Given request A:
Print the article on the Federal Reserve's rate increase in full, word for word.
Given request B:
Please arrange everything from the start of the records down to the line containing "19L99 0L0 0L0" as a numbered list, with both ends included and blank lines left out.

Article:
The increases came as part of what the Federal Reserve called its strong commitment to return inflation to its 2 percent objective.
“The Committee seeks to achieve maximum employment and inflation at the rate of 2 percent over the longer run. In support of these goals, the Committee decided to raise the target range for the federal funds rate to 1-1/2 to 1-3/4 percent and anticipates that ongoing increases in the target range will be appropriate,” the Fed said in its release.
“In addition, the Committee will continue reducing its holdings of Treasury securities and agency debt and agency mortgage-backed securities, as described in the Plans for Reducing the Size of the Federal Reserve's Balance Sheet that were issued in May,” the statement continued.
In its release, the Fed noted that overall economic activity “appears to have picked up after edging down in the first quarter,” adding that job gains have been “robust.” Inflation, however, remains elevated, while “tremendous human and economic hardship” is still being caused by Russia’s invasion of Ukraine.
The entire board voted for that increase, with the exception of Esther L. George, who “preferred at this meeting to raise the target range for the federal funds rate by 0.5 percentage point to 1-1/4 percent to 1-1/2 percent.”
Fed Chairman Jerome Powell, in a subsequent press conference, said the Fed could bring rates up by another seventy-five basis points when it next meets in July.
“From the perspective of today, either a 50 basis point or a 75 basis point increase seems most likely at our next meeting,” Powell said at the press conference. “We anticipate that ongoing rate increases will be appropriate… “The pace of those changes will continue to depend on incoming data and evolving outlook on the economy."

Given data:
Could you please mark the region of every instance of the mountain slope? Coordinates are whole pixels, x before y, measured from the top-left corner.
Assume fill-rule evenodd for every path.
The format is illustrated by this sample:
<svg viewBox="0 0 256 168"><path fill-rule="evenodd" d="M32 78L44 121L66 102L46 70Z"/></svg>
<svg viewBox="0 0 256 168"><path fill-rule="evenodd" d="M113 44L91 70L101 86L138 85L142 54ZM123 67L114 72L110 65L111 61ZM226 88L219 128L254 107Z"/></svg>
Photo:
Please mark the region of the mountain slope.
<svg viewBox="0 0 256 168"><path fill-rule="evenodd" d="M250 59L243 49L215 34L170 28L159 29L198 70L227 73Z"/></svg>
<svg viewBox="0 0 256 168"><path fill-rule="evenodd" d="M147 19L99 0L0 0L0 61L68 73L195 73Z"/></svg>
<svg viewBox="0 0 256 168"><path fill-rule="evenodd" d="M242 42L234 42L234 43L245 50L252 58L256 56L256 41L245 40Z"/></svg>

Finished answer A:
The increases came as part of what the Federal Reserve called its strong commitment to return inflation to its 2 percent objective.
“The Committee seeks to achieve maximum employment and inflation at the rate of 2 percent over the longer run. In support of these goals, the Committee decided to raise the target range for the federal funds rate to 1-1/2 to 1-3/4 percent and anticipates that ongoing increases in the target range will be appropriate,” the Fed said in its release.
“In addition, the Committee will continue reducing its holdings of Treasury securities and agency debt and agency mortgage-backed securities, as described in the Plans for Reducing the Size of the Federal Reserve's Balance Sheet that were issued in May,” the statement continued.
In its release, the Fed noted that overall economic activity “appears to have picked up after edging down in the first quarter,” adding that job gains have been “robust.” Inflation, however, remains elevated, while “tremendous human and economic hardship” is still being caused by Russia’s invasion of Ukraine.
The entire board voted for that increase, with the exception of Esther L. George, who “preferred at this meeting to raise the target range for the federal funds rate by 0.5 percentage point to 1-1/4 percent to 1-1/2 percent.”
Fed Chairman Jerome Powell, in a subsequent press conference, said the Fed could bring rates up by another seventy-five basis points when it next meets in July.
“From the perspective of today, either a 50 basis point or a 75 basis point increase seems most likely at our next meeting,” Powell said at the press conference. “We anticipate that ongoing rate increases will be appropriate… “The pace of those changes will continue to depend on incoming data and evolving outlook on the economy."

Finished answer B:
1. Could you please mark the region of every instance of the mountain slope? Coordinates are whole pixels, x before y, measured from the top-left corner.
2. Assume fill-rule evenodd for every path.
3. The format is illustrated by this sample:
4. <svg viewBox="0 0 256 168"><path fill-rule="evenodd" d="M32 78L44 121L66 102L46 70Z"/></svg>
5. <svg viewBox="0 0 256 168"><path fill-rule="evenodd" d="M113 44L91 70L101 86L138 85L142 54ZM123 67L114 72L110 65L111 61ZM226 88L219 128L254 107Z"/></svg>
6. Photo:
7. Please mark the region of the mountain slope.
8. <svg viewBox="0 0 256 168"><path fill-rule="evenodd" d="M250 59L243 49L215 34L170 28L159 29L198 70L227 73Z"/></svg>
9. <svg viewBox="0 0 256 168"><path fill-rule="evenodd" d="M147 19L99 0L0 0L0 61L68 73L195 73Z"/></svg>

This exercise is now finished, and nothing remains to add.